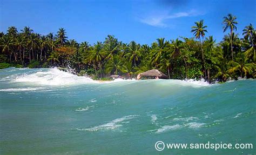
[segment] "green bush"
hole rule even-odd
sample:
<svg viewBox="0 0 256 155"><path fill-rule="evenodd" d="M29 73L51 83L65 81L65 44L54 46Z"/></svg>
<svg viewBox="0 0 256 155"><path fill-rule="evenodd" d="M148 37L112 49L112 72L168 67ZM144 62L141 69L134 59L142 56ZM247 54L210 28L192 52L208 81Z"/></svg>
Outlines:
<svg viewBox="0 0 256 155"><path fill-rule="evenodd" d="M49 67L49 64L48 62L45 62L42 66L43 68L48 68Z"/></svg>
<svg viewBox="0 0 256 155"><path fill-rule="evenodd" d="M0 63L0 69L3 69L11 67L11 64L5 63Z"/></svg>
<svg viewBox="0 0 256 155"><path fill-rule="evenodd" d="M30 69L35 69L40 68L40 62L37 60L31 60L28 67Z"/></svg>

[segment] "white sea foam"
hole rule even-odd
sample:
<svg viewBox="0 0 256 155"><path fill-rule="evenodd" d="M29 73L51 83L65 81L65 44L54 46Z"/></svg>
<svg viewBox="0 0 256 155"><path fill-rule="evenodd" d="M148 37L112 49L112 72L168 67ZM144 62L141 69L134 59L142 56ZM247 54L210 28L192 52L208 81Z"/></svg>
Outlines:
<svg viewBox="0 0 256 155"><path fill-rule="evenodd" d="M87 106L85 108L83 108L83 107L79 107L76 110L76 111L87 111L89 110L91 107L94 107L94 105L92 106Z"/></svg>
<svg viewBox="0 0 256 155"><path fill-rule="evenodd" d="M233 118L238 118L238 117L240 117L240 116L241 114L242 114L242 113L238 113L238 114L237 114L237 116L235 116Z"/></svg>
<svg viewBox="0 0 256 155"><path fill-rule="evenodd" d="M198 117L186 117L186 118L178 117L178 118L173 118L173 120L174 121L188 122L190 120L198 120Z"/></svg>
<svg viewBox="0 0 256 155"><path fill-rule="evenodd" d="M114 119L109 123L92 127L91 128L84 128L84 129L79 129L77 128L78 130L81 131L97 131L100 130L114 130L117 129L118 127L122 126L122 124L124 123L129 123L129 122L127 122L127 120L134 118L138 116L138 115L129 115L125 116L120 118L117 118Z"/></svg>
<svg viewBox="0 0 256 155"><path fill-rule="evenodd" d="M90 78L77 76L60 71L57 68L49 69L46 71L41 71L32 74L24 74L17 77L14 82L32 83L46 85L66 85L97 83Z"/></svg>
<svg viewBox="0 0 256 155"><path fill-rule="evenodd" d="M0 89L0 91L31 91L42 89L42 87L17 87Z"/></svg>
<svg viewBox="0 0 256 155"><path fill-rule="evenodd" d="M166 132L169 130L174 130L183 127L188 127L191 129L197 129L205 125L205 123L197 123L197 122L191 122L183 125L176 124L173 125L164 125L161 126L160 128L150 130L150 131L157 131L156 133L160 133L164 132Z"/></svg>
<svg viewBox="0 0 256 155"><path fill-rule="evenodd" d="M93 102L97 102L97 100L96 100L95 98L93 98L93 99L90 100L89 102L90 102L93 103Z"/></svg>
<svg viewBox="0 0 256 155"><path fill-rule="evenodd" d="M160 133L167 131L169 130L173 130L178 129L181 128L182 126L179 124L176 124L174 125L165 125L162 126L161 128L157 130L156 133Z"/></svg>
<svg viewBox="0 0 256 155"><path fill-rule="evenodd" d="M157 117L156 114L152 114L150 116L151 117L151 122L154 123L157 119Z"/></svg>
<svg viewBox="0 0 256 155"><path fill-rule="evenodd" d="M204 123L191 122L185 124L185 126L188 126L189 128L196 129L199 128L206 124Z"/></svg>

### [Your instructions]
Reproduce the entries from their start through the line containing "69L35 69L40 68L40", inclusive, leaving out the pictures.

### [Answer to the problem]
[segment] "green bush"
hole rule even-odd
sample:
<svg viewBox="0 0 256 155"><path fill-rule="evenodd" d="M29 73L51 83L65 81L65 44L54 46Z"/></svg>
<svg viewBox="0 0 256 155"><path fill-rule="evenodd" d="M148 37L112 49L112 72L168 67ZM144 62L141 69L134 59L142 56ZM247 54L210 28L192 52L208 81Z"/></svg>
Outlines:
<svg viewBox="0 0 256 155"><path fill-rule="evenodd" d="M49 67L49 64L48 62L45 62L42 66L43 68L48 68Z"/></svg>
<svg viewBox="0 0 256 155"><path fill-rule="evenodd" d="M0 63L0 69L3 69L11 67L11 64L5 63Z"/></svg>
<svg viewBox="0 0 256 155"><path fill-rule="evenodd" d="M30 69L35 69L40 68L40 62L37 60L31 60L28 67Z"/></svg>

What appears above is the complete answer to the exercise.